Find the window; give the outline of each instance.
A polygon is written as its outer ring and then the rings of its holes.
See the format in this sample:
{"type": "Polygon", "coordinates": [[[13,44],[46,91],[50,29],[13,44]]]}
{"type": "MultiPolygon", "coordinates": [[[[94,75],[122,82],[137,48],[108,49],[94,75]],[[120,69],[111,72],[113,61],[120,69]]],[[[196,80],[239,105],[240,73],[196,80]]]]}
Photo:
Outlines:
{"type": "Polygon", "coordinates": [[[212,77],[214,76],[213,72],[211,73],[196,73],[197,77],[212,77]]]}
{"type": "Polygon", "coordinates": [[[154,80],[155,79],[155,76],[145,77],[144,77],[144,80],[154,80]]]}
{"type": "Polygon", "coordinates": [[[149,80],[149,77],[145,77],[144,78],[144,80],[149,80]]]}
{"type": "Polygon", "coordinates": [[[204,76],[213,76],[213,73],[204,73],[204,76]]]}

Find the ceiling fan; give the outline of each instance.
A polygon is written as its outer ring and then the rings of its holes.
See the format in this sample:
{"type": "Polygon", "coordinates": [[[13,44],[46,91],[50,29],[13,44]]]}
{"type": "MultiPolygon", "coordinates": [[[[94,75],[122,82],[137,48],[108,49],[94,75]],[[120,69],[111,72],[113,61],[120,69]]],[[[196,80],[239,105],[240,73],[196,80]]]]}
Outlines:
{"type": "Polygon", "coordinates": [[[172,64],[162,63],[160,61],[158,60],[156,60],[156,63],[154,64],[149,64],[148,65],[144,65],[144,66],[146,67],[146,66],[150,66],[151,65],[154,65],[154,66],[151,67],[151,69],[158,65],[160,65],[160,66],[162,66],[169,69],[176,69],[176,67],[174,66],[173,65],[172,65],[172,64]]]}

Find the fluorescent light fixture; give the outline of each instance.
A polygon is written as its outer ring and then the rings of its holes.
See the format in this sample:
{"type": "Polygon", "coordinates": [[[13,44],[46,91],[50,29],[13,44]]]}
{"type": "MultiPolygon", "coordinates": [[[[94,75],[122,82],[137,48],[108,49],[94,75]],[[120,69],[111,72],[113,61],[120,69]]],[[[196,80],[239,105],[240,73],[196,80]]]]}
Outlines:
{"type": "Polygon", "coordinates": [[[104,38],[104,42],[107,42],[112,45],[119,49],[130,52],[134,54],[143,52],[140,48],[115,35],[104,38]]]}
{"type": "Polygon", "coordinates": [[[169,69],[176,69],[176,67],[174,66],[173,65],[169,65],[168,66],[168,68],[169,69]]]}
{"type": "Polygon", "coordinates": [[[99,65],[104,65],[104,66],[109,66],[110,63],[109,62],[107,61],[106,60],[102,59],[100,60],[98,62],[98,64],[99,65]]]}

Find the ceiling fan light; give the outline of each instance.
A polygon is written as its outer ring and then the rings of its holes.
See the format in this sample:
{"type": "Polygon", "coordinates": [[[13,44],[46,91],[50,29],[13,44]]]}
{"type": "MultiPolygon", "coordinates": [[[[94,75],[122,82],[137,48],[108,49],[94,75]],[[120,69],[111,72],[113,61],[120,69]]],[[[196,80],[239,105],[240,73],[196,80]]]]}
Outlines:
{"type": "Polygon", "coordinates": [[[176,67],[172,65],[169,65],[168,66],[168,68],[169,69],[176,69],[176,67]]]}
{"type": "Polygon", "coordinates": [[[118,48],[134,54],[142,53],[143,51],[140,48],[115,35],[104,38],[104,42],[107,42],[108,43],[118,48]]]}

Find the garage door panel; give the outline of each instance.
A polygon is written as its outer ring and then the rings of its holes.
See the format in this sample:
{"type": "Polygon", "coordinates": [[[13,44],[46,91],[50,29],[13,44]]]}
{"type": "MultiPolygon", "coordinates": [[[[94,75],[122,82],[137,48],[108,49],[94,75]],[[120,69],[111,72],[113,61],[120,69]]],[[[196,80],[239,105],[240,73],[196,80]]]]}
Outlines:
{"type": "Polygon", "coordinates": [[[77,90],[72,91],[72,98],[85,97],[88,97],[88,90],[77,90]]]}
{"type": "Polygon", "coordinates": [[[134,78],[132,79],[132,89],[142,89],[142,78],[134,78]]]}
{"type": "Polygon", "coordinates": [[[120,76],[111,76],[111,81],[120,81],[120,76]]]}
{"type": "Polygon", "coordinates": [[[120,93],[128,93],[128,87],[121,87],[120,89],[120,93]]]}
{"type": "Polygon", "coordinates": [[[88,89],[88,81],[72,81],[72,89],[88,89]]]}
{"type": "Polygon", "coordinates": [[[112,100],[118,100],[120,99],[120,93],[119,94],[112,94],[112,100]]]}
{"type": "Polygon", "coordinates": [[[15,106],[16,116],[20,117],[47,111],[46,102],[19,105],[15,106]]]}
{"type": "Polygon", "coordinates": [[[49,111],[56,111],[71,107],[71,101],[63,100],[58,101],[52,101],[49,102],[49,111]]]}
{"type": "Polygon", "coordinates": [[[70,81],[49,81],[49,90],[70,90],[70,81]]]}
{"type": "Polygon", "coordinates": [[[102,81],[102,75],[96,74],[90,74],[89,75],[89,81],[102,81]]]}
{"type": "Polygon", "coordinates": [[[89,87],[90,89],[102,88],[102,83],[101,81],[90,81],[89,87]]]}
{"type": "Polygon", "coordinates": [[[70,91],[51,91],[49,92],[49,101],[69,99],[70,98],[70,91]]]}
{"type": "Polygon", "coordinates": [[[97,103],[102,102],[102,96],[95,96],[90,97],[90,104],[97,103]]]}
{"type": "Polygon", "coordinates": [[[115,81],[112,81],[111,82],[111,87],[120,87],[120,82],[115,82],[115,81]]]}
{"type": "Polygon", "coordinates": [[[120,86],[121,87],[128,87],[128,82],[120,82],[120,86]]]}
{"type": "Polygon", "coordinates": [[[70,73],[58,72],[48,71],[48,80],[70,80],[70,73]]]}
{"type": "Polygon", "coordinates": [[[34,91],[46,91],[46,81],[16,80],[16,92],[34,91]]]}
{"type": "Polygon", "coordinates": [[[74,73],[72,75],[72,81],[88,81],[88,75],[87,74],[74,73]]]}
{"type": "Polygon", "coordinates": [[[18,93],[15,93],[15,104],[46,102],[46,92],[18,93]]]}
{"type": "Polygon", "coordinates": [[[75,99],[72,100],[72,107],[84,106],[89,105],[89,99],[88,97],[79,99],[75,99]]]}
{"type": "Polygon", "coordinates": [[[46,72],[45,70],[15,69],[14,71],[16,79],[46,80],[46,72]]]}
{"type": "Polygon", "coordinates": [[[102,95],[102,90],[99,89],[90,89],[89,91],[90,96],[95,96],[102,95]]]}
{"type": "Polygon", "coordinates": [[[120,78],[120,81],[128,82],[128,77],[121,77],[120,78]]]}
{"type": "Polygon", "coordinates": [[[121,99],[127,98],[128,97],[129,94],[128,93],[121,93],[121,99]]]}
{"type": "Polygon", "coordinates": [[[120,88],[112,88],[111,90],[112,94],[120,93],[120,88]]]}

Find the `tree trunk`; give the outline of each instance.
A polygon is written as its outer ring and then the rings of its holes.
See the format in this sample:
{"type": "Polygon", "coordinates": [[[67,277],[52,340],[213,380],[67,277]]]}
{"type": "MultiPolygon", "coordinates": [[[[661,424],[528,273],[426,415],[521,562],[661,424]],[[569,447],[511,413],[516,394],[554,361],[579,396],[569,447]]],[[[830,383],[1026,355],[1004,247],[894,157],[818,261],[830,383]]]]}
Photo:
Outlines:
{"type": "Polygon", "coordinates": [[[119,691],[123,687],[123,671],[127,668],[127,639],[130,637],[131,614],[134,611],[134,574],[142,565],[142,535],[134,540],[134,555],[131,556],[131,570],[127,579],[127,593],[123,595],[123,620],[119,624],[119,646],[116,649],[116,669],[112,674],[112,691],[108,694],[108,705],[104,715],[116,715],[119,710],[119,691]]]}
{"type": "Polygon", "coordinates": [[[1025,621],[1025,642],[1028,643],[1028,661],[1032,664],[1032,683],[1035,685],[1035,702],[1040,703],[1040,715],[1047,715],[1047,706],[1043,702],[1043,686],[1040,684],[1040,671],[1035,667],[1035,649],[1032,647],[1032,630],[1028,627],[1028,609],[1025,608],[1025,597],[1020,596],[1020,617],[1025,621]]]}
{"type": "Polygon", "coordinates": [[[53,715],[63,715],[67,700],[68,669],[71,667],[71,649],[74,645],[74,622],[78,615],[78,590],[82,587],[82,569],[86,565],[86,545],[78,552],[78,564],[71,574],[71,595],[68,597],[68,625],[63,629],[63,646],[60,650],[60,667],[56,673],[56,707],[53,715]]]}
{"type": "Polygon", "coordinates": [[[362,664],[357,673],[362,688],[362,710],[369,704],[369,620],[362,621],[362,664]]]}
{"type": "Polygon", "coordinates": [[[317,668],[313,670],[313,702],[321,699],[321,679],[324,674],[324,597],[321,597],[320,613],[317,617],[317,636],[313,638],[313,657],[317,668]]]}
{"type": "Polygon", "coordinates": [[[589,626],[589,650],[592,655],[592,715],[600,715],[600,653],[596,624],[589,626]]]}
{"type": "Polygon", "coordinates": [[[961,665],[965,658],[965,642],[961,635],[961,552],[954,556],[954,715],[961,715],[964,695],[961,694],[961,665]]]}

::::

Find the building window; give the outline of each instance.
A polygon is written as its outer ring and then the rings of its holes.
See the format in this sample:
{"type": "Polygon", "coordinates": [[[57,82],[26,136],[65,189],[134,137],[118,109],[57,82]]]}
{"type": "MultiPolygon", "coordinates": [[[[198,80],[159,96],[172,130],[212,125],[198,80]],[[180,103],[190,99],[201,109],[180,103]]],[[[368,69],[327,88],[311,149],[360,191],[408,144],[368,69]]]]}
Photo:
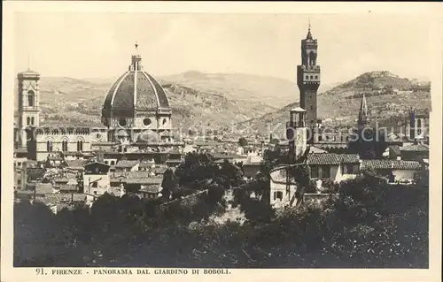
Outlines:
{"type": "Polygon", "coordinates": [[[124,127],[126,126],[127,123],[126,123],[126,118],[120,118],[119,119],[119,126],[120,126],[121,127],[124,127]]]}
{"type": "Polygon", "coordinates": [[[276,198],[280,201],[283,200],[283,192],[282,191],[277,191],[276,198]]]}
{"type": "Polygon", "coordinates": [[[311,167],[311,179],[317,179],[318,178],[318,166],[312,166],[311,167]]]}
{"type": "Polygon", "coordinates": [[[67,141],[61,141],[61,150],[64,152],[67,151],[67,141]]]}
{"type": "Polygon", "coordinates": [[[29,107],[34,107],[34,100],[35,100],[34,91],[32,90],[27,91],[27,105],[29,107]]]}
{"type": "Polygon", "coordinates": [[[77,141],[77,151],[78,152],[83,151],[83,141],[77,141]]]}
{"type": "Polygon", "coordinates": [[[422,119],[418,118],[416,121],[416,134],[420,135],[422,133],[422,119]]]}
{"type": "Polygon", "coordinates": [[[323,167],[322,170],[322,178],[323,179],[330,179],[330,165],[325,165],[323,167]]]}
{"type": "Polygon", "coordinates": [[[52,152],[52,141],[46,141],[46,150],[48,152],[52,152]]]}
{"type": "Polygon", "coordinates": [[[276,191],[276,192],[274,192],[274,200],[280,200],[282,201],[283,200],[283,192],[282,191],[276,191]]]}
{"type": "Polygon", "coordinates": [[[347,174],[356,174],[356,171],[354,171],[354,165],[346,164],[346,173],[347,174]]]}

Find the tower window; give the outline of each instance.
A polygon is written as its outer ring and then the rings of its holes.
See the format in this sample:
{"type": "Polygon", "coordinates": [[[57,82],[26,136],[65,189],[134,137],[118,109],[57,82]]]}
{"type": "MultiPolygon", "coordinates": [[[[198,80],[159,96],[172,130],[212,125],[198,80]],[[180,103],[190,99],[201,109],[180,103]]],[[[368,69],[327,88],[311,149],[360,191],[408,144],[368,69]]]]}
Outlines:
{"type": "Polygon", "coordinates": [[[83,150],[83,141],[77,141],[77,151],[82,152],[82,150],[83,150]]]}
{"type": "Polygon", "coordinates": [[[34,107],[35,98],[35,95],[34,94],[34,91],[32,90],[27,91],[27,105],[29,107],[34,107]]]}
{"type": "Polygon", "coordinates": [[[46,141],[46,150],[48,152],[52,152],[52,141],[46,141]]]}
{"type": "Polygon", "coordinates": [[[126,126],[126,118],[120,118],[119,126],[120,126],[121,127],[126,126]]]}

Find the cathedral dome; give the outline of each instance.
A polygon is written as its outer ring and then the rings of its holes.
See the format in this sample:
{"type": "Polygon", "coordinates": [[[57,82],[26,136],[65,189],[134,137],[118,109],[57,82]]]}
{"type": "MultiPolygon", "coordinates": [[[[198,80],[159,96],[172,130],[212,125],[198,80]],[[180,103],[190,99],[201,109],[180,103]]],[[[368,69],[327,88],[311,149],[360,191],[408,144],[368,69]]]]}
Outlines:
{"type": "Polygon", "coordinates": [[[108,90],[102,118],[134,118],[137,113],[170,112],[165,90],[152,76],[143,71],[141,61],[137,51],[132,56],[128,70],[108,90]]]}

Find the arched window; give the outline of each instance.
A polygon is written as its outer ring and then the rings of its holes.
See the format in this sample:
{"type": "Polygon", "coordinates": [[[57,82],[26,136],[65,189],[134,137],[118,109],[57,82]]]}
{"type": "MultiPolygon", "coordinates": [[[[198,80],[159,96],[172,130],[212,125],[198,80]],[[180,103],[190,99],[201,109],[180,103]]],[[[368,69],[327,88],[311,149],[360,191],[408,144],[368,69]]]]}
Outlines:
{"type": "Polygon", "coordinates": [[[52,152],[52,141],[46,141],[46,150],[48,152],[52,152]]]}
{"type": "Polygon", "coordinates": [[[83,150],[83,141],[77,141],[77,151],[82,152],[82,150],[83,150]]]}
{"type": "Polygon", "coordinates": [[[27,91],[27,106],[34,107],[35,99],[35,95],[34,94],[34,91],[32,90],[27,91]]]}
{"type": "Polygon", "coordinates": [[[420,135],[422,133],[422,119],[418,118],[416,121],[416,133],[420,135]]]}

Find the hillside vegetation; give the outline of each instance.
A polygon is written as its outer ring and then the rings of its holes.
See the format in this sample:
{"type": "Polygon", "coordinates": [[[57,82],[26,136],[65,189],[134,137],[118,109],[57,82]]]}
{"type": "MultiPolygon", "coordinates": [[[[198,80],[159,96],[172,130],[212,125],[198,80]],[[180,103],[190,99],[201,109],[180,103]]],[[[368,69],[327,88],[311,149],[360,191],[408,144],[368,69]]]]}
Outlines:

::::

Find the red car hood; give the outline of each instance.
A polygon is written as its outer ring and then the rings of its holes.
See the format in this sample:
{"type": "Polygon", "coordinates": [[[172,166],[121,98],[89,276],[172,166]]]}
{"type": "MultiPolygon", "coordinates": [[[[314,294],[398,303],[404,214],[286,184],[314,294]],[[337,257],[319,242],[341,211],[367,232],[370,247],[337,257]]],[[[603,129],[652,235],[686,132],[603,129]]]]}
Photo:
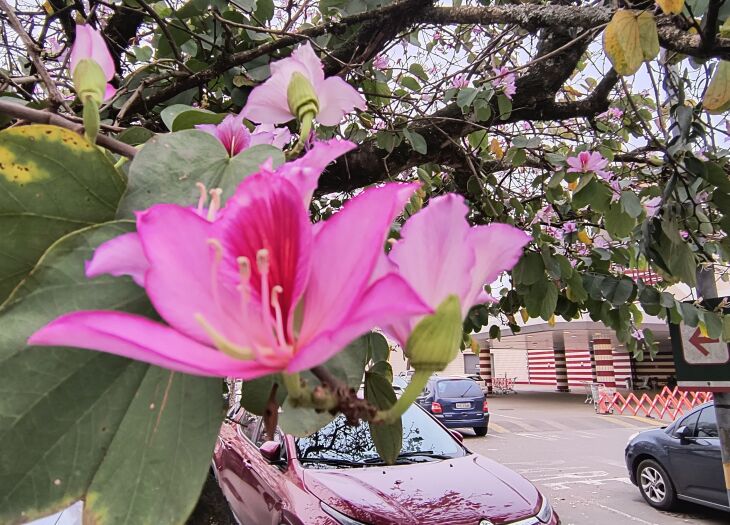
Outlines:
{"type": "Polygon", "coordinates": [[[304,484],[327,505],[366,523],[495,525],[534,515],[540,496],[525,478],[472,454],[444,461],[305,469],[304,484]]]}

::::

▶ SET EXERCISE
Return every line above that contains the word "light", copying each one in full.

▶ FULL RESPONSE
Find the fluorescent light fixture; give the outline of each instance.
Find the ceiling fan light; give the outline of each instance.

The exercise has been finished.